• Task instructions: Could you copy out every one of these lines again, with no changes?

• Entries:
>> Start

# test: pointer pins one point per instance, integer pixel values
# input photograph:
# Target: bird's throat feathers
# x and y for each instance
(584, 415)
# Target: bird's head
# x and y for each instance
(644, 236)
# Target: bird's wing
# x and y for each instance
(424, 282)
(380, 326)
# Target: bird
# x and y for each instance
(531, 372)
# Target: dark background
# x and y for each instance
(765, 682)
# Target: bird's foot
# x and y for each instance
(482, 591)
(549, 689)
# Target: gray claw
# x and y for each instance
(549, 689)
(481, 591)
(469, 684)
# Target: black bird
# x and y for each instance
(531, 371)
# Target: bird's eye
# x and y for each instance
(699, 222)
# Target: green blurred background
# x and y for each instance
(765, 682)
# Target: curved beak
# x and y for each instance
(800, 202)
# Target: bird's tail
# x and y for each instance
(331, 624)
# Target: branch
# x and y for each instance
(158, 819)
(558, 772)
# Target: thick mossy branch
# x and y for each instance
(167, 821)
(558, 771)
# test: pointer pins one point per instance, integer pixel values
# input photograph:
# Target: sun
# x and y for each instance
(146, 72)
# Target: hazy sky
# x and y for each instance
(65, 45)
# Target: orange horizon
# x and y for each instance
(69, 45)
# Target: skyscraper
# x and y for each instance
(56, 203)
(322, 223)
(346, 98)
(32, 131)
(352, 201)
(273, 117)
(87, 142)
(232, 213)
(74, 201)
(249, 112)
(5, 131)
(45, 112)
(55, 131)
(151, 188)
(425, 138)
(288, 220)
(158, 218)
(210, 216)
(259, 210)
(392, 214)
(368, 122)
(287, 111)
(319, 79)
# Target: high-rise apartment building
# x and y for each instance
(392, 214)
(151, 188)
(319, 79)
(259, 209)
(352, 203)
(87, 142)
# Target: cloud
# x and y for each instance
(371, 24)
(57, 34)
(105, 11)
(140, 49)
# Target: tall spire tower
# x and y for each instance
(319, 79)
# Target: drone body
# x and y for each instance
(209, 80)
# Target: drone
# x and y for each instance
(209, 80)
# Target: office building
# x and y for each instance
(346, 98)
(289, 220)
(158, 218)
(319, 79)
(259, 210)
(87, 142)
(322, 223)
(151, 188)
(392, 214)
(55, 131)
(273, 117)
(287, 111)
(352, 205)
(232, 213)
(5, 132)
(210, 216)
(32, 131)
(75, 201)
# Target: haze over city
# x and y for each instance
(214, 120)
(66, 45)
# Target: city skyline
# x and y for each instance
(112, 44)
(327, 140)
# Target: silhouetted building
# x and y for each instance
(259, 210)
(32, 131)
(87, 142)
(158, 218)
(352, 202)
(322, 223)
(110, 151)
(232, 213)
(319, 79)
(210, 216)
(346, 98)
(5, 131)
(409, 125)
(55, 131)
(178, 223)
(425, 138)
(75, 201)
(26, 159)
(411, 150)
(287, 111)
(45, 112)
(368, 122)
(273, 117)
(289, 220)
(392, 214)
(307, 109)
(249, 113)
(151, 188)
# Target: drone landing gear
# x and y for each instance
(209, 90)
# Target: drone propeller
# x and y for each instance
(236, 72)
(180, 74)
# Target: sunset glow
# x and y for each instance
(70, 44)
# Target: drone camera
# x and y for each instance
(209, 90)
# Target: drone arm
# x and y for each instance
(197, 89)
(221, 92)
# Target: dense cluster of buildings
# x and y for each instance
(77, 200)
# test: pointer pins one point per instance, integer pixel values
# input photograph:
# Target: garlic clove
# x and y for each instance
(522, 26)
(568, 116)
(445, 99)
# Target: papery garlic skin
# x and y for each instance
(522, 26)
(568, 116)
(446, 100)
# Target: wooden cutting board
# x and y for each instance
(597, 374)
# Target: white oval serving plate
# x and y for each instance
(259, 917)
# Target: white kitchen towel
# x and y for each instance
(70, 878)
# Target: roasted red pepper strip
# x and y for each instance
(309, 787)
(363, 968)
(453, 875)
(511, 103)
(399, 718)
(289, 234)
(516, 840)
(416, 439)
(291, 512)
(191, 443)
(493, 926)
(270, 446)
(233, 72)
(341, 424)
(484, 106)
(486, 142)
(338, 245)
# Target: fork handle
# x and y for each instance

>> End

• Solved problem:
# test: pointer pins one point per instance, integer pixel values
# input photograph:
# Target: bird's throat feathers
# x and y for each instance
(584, 415)
# Target: bird's head
# x and y for each instance
(644, 236)
# Target: bird's wing
# x and y for each instance
(424, 282)
(380, 326)
# Target: bird
# x and y for each instance
(531, 372)
# Target: dark background
# x and y for each instance
(765, 682)
# Target: bird's foot
# x and y for each instance
(482, 591)
(549, 689)
# Target: gray claw
# x and y for each instance
(549, 689)
(481, 591)
(469, 684)
# Target: black bird
# x and y for each instance
(531, 371)
# Target: bird's eye
# x and y for each instance
(699, 222)
# Target: green blurred background
# x and y for each instance
(765, 682)
# Target: curved beak
# x and y for each instance
(800, 202)
# Target: bird's tail
# x and y for each instance
(331, 624)
# Target: branch
# x and y for each instance
(158, 819)
(558, 772)
# Target: thick mossy branch
# x and y for each instance
(167, 821)
(558, 771)
# test: pointer pins one point per instance, integer pixel values
# input photograph:
# Target: sun
# x and y for each instance
(146, 72)
# Target: hazy sky
# x and y for each instance
(65, 45)
# Target: orange horizon
# x and y for each instance
(69, 45)
# Target: skyscraper
# x and y for each instance
(56, 203)
(322, 223)
(346, 98)
(32, 131)
(352, 201)
(273, 117)
(87, 142)
(232, 213)
(74, 201)
(249, 112)
(5, 131)
(45, 112)
(55, 131)
(151, 188)
(425, 138)
(288, 220)
(158, 218)
(210, 216)
(259, 210)
(392, 214)
(368, 122)
(287, 111)
(319, 79)
# Target: high-rise apartment building
# x and y for each instance
(392, 214)
(151, 188)
(319, 79)
(259, 209)
(352, 203)
(87, 142)
# Target: cloud
# x and y for each instance
(371, 24)
(57, 34)
(105, 11)
(140, 49)
# Target: tall spire tower
# x and y for each instance
(319, 79)
# Target: drone body
# x and y for each instance
(209, 80)
# Target: drone
# x and y for each instance
(209, 80)
# Target: office building
# x and y for each instance
(346, 98)
(289, 220)
(158, 218)
(319, 79)
(259, 210)
(87, 142)
(322, 223)
(151, 188)
(392, 214)
(55, 131)
(273, 117)
(287, 111)
(352, 205)
(232, 213)
(5, 132)
(210, 216)
(32, 131)
(75, 201)
# Target: haze over city
# x and y for each instance
(214, 120)
(66, 45)
# Target: city skyline
# x and y for each instance
(112, 44)
(327, 140)
# Target: silhouetted building
# x and y for each instance
(259, 210)
(32, 131)
(87, 142)
(158, 218)
(352, 202)
(322, 223)
(110, 151)
(232, 213)
(319, 79)
(210, 216)
(346, 98)
(5, 131)
(409, 125)
(55, 131)
(178, 223)
(425, 138)
(75, 201)
(26, 159)
(411, 150)
(287, 111)
(45, 112)
(368, 122)
(273, 117)
(289, 220)
(392, 214)
(307, 109)
(249, 113)
(151, 188)
# Target: drone landing gear
# x and y for each instance
(209, 90)
# Target: drone propeller
# x and y for each instance
(236, 72)
(180, 74)
# Target: sunset glow
# x and y for each instance
(70, 44)
# Target: drone camera
# x and y for each instance
(209, 90)
# Target: drone arm
# x and y for each instance
(197, 89)
(221, 92)
# Target: dense cluster of buildings
# x and y for each instance
(77, 200)
# test: pointer pins one point per instance, integer pixel values
# input photograph:
# Target: garlic clove
# x and y for each instance
(522, 26)
(568, 116)
(445, 99)
# Target: papery garlic skin
# x and y for each instance
(522, 26)
(568, 116)
(446, 100)
# Target: wooden cutting board
# x and y for each instance
(597, 374)
# Target: white oval serving plate
# x and y for each instance
(259, 917)
# Target: white kitchen towel
# x and y for each instance
(70, 878)
# Target: roasted red pepper strip
# x and y for each instance
(309, 787)
(363, 968)
(453, 875)
(511, 103)
(399, 718)
(289, 234)
(516, 840)
(416, 439)
(291, 512)
(191, 443)
(493, 926)
(270, 446)
(233, 72)
(341, 424)
(484, 106)
(486, 142)
(338, 245)
# Target: fork handle
# x and y for each instance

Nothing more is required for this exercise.